## [Text shown]
▬▬▬▬▬▬
The CJEU ruled that the answer to the first question was that Article 296(2) was to be interpreted as laying down exhaustively all the cases in which a Member State may exclude a farmer from the flat-rate scheme. The answer to the second question was that farmers who are found to be recovering substantially more as members of the flat-rate scheme than they would if they were subject to the normal VAT arrangements cannot constitute a category of farmers within the meaning of that provision. The effect was that the taxpayer in that case had been unlawfully excluded from the AFRS.

11.

Where a taxpayer has its certificate cancelled pursuant to section 54 VATA 1994, section 83(1)(m) VATA 1994 provides for an appeal against the cancellation. In the alternative, the taxpayer has a right to require a statutory review. Both options are subject to 30-day time limits. In relation to statutory reviews, Section 83E provides for a review out of time where HMRC are satisfied that there is a reasonable excuse for not requiring a review within that time.

12.

The time limit for an appeal is set out in Section 83G(1) which provides as follows:

(1) An appeal under section 83 is to be made to the tribunal before —

(a) the end of the period of 30 days beginning with —

(i) in a case where P is the appellant, the date of the document notifying the decision to which the appeal relates,…

13.
▬▬▬▬▬▬
## [Recorded data]
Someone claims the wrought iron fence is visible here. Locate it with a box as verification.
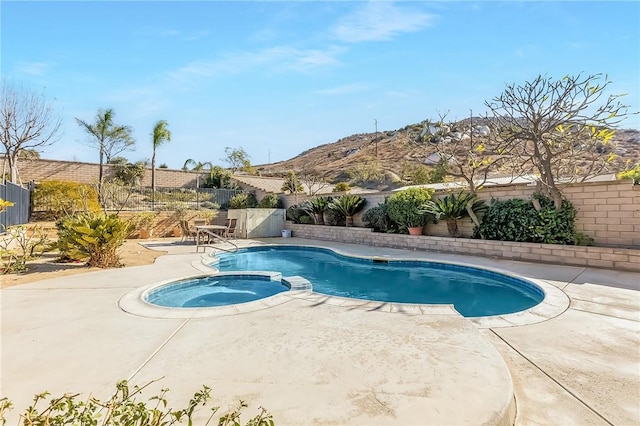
[0,182,32,232]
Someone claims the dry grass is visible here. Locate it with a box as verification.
[0,240,166,288]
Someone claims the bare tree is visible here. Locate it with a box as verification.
[431,113,508,226]
[76,109,135,193]
[0,80,62,182]
[485,74,628,209]
[299,169,331,196]
[223,146,255,174]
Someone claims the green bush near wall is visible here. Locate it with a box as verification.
[32,180,101,219]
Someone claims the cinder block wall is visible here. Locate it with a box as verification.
[5,157,208,188]
[285,222,640,272]
[284,180,640,248]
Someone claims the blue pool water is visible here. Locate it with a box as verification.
[216,246,544,317]
[146,275,289,308]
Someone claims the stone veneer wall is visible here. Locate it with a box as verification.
[284,180,640,249]
[0,157,209,188]
[285,222,640,272]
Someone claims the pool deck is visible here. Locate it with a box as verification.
[0,238,640,425]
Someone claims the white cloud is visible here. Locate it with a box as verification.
[316,83,369,95]
[168,46,344,82]
[16,62,53,75]
[332,1,433,43]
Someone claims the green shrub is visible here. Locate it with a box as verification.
[300,197,332,225]
[333,182,351,192]
[287,204,313,224]
[474,194,576,244]
[200,201,220,210]
[423,192,487,237]
[229,192,258,209]
[33,181,100,219]
[618,163,640,185]
[387,188,433,228]
[258,194,282,209]
[57,213,132,268]
[0,380,275,426]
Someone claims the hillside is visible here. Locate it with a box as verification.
[256,119,640,189]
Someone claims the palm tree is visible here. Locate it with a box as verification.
[76,109,135,194]
[329,194,367,226]
[421,192,487,237]
[151,120,171,194]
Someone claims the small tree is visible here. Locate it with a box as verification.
[431,114,510,226]
[76,109,135,197]
[151,120,171,193]
[281,170,304,194]
[0,79,62,182]
[182,158,213,188]
[300,169,331,196]
[224,147,255,174]
[485,74,628,210]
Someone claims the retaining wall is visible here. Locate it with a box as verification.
[284,179,640,249]
[285,222,640,272]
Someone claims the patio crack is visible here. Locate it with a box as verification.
[127,319,189,382]
[490,329,614,426]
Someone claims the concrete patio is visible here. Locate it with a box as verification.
[0,238,640,425]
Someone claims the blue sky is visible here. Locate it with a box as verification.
[0,0,640,168]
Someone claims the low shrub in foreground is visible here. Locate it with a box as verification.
[0,380,275,426]
[56,214,132,268]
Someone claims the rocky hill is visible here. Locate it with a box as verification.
[256,118,640,189]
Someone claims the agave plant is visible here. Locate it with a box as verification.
[329,194,367,226]
[302,197,331,225]
[421,192,487,237]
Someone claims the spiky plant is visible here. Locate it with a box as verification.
[329,194,367,226]
[302,197,332,225]
[420,192,487,237]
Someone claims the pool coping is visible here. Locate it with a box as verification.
[118,244,570,329]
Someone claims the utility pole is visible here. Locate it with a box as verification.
[373,118,378,160]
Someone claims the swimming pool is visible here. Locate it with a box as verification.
[211,246,544,317]
[145,274,289,308]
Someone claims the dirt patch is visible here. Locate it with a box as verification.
[0,240,167,288]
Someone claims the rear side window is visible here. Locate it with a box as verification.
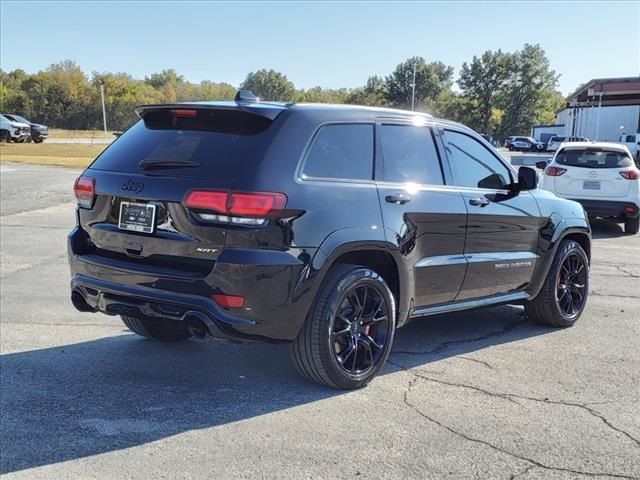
[380,125,443,185]
[556,149,633,168]
[302,124,373,180]
[91,109,272,178]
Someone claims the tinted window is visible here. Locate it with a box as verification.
[445,130,511,189]
[91,109,271,178]
[556,149,633,168]
[380,125,443,185]
[303,124,373,180]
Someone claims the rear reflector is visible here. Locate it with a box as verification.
[544,166,567,177]
[169,109,198,118]
[182,190,287,217]
[620,168,640,180]
[73,176,96,208]
[213,293,244,308]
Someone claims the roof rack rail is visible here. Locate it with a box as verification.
[233,90,260,103]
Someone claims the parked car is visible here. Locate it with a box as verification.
[68,92,591,389]
[4,113,49,143]
[536,142,640,234]
[507,137,545,152]
[619,133,640,167]
[0,114,31,142]
[547,136,589,152]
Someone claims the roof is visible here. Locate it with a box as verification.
[558,142,629,153]
[567,77,640,102]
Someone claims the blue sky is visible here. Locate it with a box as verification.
[0,0,640,94]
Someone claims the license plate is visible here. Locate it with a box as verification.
[118,202,156,233]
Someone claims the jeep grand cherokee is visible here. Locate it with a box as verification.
[69,92,591,388]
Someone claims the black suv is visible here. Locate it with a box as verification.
[69,92,591,388]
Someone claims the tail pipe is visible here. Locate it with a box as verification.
[71,290,97,313]
[184,310,213,340]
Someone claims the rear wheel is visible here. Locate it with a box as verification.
[291,264,396,389]
[120,315,191,342]
[624,217,640,235]
[525,240,589,327]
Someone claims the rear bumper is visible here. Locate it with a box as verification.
[68,227,314,341]
[571,198,640,218]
▬▬▬▬▬▬
## [Set task]
Reproduce the full text on the VAT flat-rate scheme and appeal time limits word for word. Work solely from the text on the VAT flat-rate scheme; the entries play no part.

## [In response]
The CJEU ruled that the answer to the first question was that Article 296(2) was to be interpreted as laying down exhaustively all the cases in which a Member State may exclude a farmer from the flat-rate scheme. The answer to the second question was that farmers who are found to be recovering substantially more as members of the flat-rate scheme than they would if they were subject to the normal VAT arrangements cannot constitute a category of farmers within the meaning of that provision. The effect was that the taxpayer in that case had been unlawfully excluded from the AFRS.

11.

Where a taxpayer has its certificate cancelled pursuant to section 54 VATA 1994, section 83(1)(m) VATA 1994 provides for an appeal against the cancellation. In the alternative, the taxpayer has a right to require a statutory review. Both options are subject to 30-day time limits. In relation to statutory reviews, Section 83E provides for a review out of time where HMRC are satisfied that there is a reasonable excuse for not requiring a review within that time.

12.

The time limit for an appeal is set out in Section 83G(1) which provides as follows:

(1) An appeal under section 83 is to be made to the tribunal before —

(a) the end of the period of 30 days beginning with —

(i) in a case where P is the appellant, the date of the document notifying the decision to which the appeal relates,…

13.